All the lines below need retyping exactly, apart from the images.

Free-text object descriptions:
◆ ◆ ◆ ◆ ◆
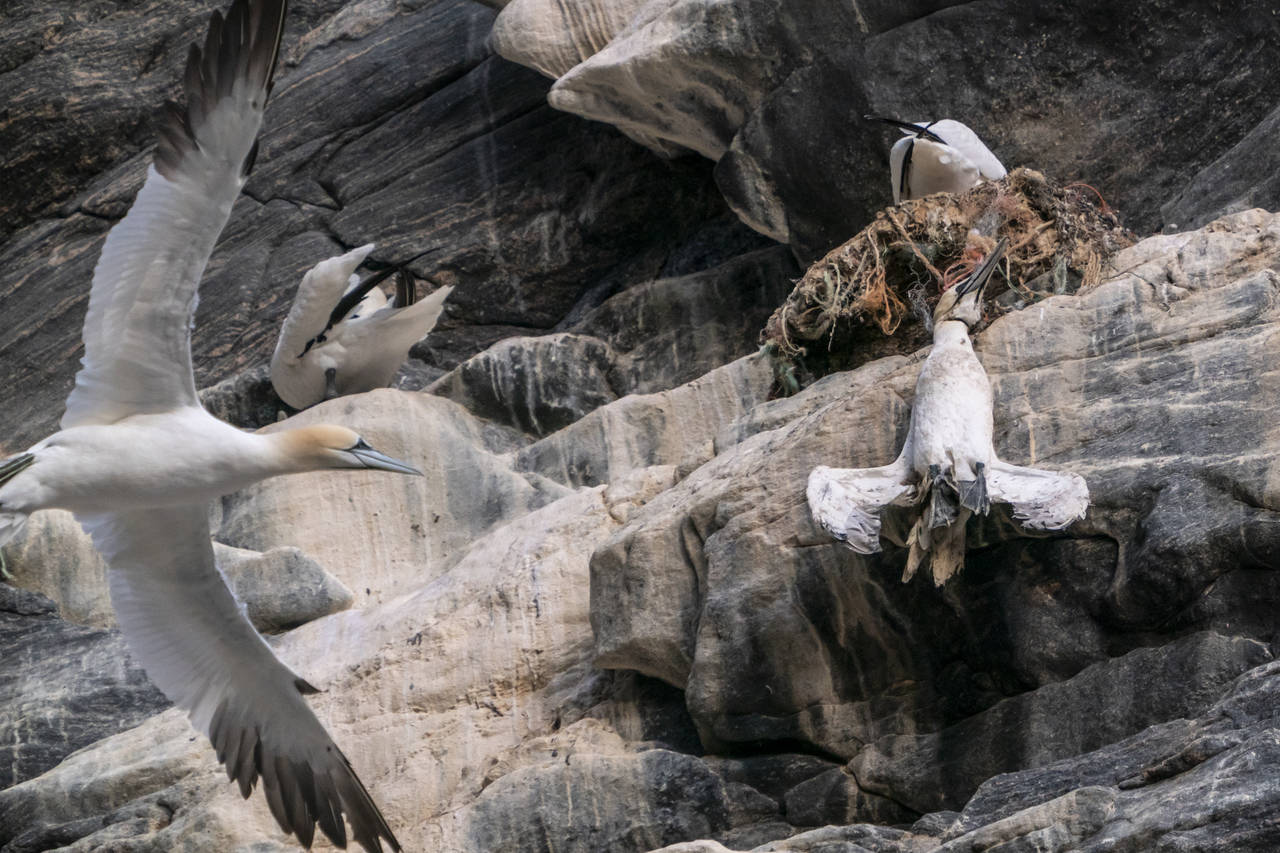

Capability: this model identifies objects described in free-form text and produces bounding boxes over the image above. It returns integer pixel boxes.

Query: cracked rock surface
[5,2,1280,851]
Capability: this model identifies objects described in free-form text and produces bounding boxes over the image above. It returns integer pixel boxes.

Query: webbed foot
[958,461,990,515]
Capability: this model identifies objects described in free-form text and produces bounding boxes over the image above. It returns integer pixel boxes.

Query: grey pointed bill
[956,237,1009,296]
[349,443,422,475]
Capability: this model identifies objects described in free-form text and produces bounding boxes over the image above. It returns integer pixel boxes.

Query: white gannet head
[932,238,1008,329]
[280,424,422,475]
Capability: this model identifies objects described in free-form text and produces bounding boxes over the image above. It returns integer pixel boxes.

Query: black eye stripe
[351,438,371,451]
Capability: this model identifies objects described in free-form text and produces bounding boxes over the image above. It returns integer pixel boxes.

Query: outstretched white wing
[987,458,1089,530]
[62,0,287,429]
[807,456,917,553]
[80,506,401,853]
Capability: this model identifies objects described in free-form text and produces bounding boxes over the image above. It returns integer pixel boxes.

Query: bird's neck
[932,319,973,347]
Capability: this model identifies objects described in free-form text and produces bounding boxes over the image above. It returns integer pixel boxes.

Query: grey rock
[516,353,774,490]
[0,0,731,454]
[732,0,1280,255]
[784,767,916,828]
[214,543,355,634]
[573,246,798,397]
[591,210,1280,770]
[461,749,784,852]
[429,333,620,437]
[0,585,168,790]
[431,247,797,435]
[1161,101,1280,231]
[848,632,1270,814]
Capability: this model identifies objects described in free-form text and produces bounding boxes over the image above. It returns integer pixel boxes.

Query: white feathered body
◆ ◆ ◆ ◆ ◆
Task solution:
Capability: this model identifies objects described in free-form text and produces bounding boxes over the image above. It returns integer pixel boxes.

Query: cracked rock surface
[5,2,1280,851]
Capability: this model identifies objects described in free-form text and produces bounding boxes over the image above. It returns integer pixel boxes.

Query: webbed foot
[958,461,990,515]
Capability: this model identifies objects described in free-form text and produces bounding boxes over the image above. It returns integer pixel boxes.

Query: grey pointed bill
[956,237,1009,296]
[349,443,422,475]
Capability: this model identifies objects described in free-form text and produces bounding boxes over the image above. It returns integer pixel boxes.

Query: white gannet head
[932,238,1008,329]
[280,424,422,475]
Capability: this model identifies objects described in free-form text and produces bounding boxes over the image above. It returns integer pixel boxes.

Query: black eye stripe
[351,438,371,451]
Capability: this model identifies objects described in free-form text and produces bounding boxes over the image above. It returns integer pixel boxes.

Query: outstretched white wing
[987,458,1089,530]
[62,0,287,429]
[807,456,917,553]
[80,506,401,853]
Capability: this model identifies objects described in free-form text and produces bounding boxes over the image above. It returns integer pixel boxes.

Query: bird's neck
[932,319,973,347]
Capability: this model identifies objects described in free-form text and produces bounding boxes over the image above. It returns integer pixel boxes.

Query: grey rock
[516,353,774,490]
[0,0,731,454]
[732,0,1280,255]
[784,767,916,828]
[214,543,355,634]
[573,246,798,397]
[591,210,1280,770]
[461,749,784,852]
[429,333,620,437]
[0,585,168,790]
[431,247,797,435]
[1161,101,1280,231]
[848,632,1270,814]
Capability: this model identifies objects described in free-form text and produces bounding boxes over the image above. It returns integer pixel boxes.

Query: white feathered body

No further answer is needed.